> **Required work**
Write each line word for word, from the line that contains "of the forehead" through the last line of the material below.

> **Dataset content**
··········

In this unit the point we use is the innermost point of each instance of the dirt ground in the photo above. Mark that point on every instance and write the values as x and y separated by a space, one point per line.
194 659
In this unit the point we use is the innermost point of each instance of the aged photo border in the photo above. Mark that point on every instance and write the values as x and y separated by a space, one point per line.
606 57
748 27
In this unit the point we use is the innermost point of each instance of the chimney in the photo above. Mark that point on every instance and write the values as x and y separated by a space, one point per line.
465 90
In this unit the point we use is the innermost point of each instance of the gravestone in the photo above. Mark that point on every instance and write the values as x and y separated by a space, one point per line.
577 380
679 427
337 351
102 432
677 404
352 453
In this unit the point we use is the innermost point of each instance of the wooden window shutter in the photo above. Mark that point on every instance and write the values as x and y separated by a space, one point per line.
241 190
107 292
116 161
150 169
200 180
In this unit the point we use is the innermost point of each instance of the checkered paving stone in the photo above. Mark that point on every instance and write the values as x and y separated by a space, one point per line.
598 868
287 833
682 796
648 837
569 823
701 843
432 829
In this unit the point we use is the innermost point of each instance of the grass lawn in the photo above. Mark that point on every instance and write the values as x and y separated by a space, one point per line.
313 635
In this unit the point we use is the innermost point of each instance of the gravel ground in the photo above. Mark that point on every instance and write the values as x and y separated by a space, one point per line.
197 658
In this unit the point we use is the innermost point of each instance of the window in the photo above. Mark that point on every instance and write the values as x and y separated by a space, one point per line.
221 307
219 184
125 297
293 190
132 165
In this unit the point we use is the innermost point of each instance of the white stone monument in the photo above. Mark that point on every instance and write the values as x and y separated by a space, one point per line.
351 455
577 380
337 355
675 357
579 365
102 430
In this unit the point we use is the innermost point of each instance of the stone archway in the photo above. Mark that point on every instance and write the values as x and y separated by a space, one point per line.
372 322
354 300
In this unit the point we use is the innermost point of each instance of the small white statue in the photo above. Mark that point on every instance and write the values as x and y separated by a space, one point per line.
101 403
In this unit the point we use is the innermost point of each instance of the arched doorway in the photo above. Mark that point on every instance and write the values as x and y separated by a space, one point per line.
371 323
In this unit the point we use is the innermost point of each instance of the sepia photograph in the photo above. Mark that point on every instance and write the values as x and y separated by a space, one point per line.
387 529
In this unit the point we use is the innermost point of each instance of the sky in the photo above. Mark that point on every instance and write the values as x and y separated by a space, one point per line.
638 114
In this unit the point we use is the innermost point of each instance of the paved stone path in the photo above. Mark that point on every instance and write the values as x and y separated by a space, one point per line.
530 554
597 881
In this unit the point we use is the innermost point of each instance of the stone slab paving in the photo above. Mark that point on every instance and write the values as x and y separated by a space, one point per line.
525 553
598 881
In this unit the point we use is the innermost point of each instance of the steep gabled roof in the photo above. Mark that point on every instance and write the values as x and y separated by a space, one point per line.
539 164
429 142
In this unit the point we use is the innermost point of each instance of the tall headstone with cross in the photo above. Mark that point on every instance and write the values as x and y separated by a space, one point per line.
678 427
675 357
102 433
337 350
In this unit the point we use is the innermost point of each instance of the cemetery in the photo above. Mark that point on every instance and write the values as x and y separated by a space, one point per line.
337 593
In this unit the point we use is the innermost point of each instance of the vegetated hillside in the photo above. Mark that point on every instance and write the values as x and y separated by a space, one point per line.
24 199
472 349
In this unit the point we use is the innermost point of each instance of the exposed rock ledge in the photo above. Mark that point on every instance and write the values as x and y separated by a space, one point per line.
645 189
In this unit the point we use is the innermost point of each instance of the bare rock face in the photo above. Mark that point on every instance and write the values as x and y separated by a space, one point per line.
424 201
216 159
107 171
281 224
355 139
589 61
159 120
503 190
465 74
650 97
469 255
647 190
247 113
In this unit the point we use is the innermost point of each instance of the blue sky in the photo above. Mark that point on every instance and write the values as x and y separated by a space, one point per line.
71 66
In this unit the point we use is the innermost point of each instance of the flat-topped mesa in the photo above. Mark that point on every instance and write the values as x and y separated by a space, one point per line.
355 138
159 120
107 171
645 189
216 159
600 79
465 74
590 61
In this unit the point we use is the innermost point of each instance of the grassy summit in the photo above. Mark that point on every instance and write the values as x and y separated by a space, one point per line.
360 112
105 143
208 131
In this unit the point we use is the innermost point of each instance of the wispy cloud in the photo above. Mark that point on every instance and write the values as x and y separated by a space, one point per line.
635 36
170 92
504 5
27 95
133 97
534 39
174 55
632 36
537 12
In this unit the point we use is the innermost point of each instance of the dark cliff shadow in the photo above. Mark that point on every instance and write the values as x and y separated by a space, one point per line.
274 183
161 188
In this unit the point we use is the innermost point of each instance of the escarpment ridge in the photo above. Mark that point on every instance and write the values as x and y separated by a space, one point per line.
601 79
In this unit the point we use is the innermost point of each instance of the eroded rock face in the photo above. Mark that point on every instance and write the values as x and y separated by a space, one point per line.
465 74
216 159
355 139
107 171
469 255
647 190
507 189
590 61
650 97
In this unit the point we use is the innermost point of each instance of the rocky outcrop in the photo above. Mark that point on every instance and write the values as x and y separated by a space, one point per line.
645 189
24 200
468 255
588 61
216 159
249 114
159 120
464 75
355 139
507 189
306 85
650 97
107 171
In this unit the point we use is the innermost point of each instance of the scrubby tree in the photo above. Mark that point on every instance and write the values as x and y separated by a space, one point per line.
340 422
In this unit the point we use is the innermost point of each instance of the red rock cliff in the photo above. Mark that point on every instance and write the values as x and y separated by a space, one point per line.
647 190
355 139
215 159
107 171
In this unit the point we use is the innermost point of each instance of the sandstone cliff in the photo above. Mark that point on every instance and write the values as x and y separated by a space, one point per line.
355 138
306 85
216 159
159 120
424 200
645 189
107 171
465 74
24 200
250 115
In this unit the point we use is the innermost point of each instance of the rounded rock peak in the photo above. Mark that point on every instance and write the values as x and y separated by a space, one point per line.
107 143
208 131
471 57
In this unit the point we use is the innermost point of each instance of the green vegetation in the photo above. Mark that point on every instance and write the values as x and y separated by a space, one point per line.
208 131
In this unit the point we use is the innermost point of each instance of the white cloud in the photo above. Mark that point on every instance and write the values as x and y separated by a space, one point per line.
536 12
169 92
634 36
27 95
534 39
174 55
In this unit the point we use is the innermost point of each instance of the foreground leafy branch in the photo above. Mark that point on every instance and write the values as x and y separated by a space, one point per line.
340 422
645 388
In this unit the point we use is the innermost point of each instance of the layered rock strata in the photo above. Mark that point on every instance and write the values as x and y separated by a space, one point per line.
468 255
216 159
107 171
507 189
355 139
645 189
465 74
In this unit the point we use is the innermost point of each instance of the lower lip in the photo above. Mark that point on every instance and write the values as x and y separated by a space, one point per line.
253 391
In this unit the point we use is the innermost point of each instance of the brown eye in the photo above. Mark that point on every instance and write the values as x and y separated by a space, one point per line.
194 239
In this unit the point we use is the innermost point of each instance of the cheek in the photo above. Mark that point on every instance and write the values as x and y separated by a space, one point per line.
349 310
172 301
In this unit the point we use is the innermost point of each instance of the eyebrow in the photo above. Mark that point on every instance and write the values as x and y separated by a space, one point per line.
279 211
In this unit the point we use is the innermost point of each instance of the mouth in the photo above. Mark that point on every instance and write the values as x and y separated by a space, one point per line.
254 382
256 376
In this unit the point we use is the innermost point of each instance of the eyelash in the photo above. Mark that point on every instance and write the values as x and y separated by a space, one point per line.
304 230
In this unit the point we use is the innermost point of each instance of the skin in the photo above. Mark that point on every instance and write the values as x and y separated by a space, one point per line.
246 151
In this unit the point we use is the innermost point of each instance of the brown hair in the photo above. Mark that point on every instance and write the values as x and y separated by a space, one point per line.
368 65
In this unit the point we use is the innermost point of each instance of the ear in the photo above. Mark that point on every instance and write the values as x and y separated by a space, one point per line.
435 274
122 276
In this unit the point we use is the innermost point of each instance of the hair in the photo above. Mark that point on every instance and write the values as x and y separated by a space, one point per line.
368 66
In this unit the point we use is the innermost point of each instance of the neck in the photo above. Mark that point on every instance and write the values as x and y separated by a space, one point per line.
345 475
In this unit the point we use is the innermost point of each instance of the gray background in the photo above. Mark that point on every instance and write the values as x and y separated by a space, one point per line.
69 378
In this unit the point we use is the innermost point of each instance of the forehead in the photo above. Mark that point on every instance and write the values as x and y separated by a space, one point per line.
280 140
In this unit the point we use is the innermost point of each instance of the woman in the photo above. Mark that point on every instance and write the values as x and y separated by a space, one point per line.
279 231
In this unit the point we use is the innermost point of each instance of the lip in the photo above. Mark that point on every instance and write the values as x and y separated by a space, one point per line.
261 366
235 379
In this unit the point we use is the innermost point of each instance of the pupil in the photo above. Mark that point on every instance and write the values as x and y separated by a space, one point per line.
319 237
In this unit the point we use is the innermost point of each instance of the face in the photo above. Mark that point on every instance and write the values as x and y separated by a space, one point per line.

··········

> **Expected output**
In this unit the point we use is the innermost point of each instance of the forehead in the photo above. Mark that point on every instance and write the values as x and y separated by a space, one point per line.
280 140
In this unit the point we use is the innermost point of each instance of the woman in the photo above. Mark that point on every instance and write the values as x and y separated by a space, one point per line.
279 231
In this unit the point we use is the innermost point of each instance of the lip in the photo above. Mark that point on every instance and write the values as x and y separated by a space, one point per line.
261 366
235 379
In this unit the point we use is the innermost point of each instance of the pupil in the photo above. Mark that point on every instance and write the values as x and y separated by a space, one point per line.
319 237
In this unit the point we use is the innermost point of each instance of the face in the photo above. Mark that point on every instance and write the values as x and y separated by a space, one point per line.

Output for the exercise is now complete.